Given instruction: Are you able to retype all the records below exactly?

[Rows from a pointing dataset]
— Start —
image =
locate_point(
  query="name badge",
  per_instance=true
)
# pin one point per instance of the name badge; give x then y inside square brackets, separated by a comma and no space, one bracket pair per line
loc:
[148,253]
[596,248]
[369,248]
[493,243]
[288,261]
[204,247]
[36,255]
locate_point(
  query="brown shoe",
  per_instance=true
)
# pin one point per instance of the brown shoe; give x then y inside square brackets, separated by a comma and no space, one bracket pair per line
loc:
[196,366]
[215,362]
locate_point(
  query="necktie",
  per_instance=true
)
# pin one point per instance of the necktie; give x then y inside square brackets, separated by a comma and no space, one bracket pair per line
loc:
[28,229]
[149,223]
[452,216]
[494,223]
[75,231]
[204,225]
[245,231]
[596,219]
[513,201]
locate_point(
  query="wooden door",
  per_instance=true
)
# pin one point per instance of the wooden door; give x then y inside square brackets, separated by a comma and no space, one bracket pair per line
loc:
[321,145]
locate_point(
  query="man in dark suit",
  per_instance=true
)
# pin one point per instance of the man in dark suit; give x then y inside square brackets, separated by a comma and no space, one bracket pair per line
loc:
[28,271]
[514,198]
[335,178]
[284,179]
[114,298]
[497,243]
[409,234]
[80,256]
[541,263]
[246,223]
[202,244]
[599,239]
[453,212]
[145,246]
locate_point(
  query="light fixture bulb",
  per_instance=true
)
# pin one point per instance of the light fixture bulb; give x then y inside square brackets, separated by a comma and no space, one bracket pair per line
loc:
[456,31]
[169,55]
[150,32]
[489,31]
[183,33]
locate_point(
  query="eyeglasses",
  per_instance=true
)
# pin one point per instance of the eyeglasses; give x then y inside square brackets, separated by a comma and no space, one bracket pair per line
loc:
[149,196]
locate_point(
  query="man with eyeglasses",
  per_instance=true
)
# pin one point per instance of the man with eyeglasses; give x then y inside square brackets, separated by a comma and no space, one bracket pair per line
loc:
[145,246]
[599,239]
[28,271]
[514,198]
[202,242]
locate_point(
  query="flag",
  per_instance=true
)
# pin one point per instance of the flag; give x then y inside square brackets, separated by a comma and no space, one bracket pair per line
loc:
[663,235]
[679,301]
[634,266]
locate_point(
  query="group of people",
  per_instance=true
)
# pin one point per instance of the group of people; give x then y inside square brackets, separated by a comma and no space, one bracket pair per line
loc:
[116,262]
— End —
Solution for this problem:
image =
locate_point(
  query="name badge",
  per_instance=true
)
# pin one point per instance of the name badge; give x then y inside square brackets, separated by a comma and no space, one bracket pair per line
loc:
[148,253]
[596,248]
[369,248]
[493,243]
[288,261]
[204,247]
[36,255]
locate_point(
  query="brown shoe",
  per_instance=true
)
# pin one point per instance of the brown shoe; give x then y inside square brackets, separated by a comma and no space, one bracket pair per line
loc:
[196,366]
[215,362]
locate_point(
  query="necktie",
  per_instance=true
)
# pin one point per instance of the necktie; give x then y inside square brackets, separated by a comma and no space, one bracket pair per line
loc:
[28,229]
[149,223]
[452,216]
[494,223]
[75,231]
[204,225]
[245,231]
[596,219]
[513,201]
locate_point(
  query="wooden door",
  per_instance=true
)
# pin one point per instance of the wooden door; give x then y inside square brackets, separated by a comma and no space, one bracket pair per line
loc:
[321,145]
locate_point(
  query="man in dark suit",
  per_instance=true
)
# pin one point per instance of the man in dark suit; give x then y inside square brackets, separated by a comma and no space, one bracket pair per line
loc:
[28,271]
[514,198]
[335,178]
[284,179]
[114,298]
[497,243]
[409,234]
[80,256]
[541,263]
[246,223]
[202,244]
[599,239]
[453,212]
[145,246]
locate_point(
  query="light fixture bulb",
  per_instance=true
)
# pin one point per instance of the light fixture bulb; give x then y inside square brackets, separated by a comma and no space, one bracket pair per line
loc:
[456,31]
[169,55]
[150,32]
[489,31]
[183,33]
locate_point(
  query="eyeglasses",
  per_instance=true
)
# pin one point per instance of the eyeglasses; give x then y inside square brackets, separated by a comma and no space, one bracket pair per line
loc:
[149,196]
locate_point(
  query="man with eyeglasses",
  per_instance=true
)
# pin one point per instance of the man with eyeglasses; give x then y inside square brackets, separated by a comma and no space, one bracket pair per line
loc:
[145,246]
[599,239]
[28,271]
[514,198]
[202,242]
locate_point(
  query="flag",
  per_instance=true
)
# pin one point per instance of the flag; give x then y inside square brackets, separated by a comma and no space, one bracket pair per line
loc:
[663,235]
[679,301]
[634,266]
locate_point(
  query="group of people",
  per_instance=true
)
# pin one point per instance of the group of people; give x then y inside square brackets, separated by a comma and no space, one bracket pair per line
loc:
[116,262]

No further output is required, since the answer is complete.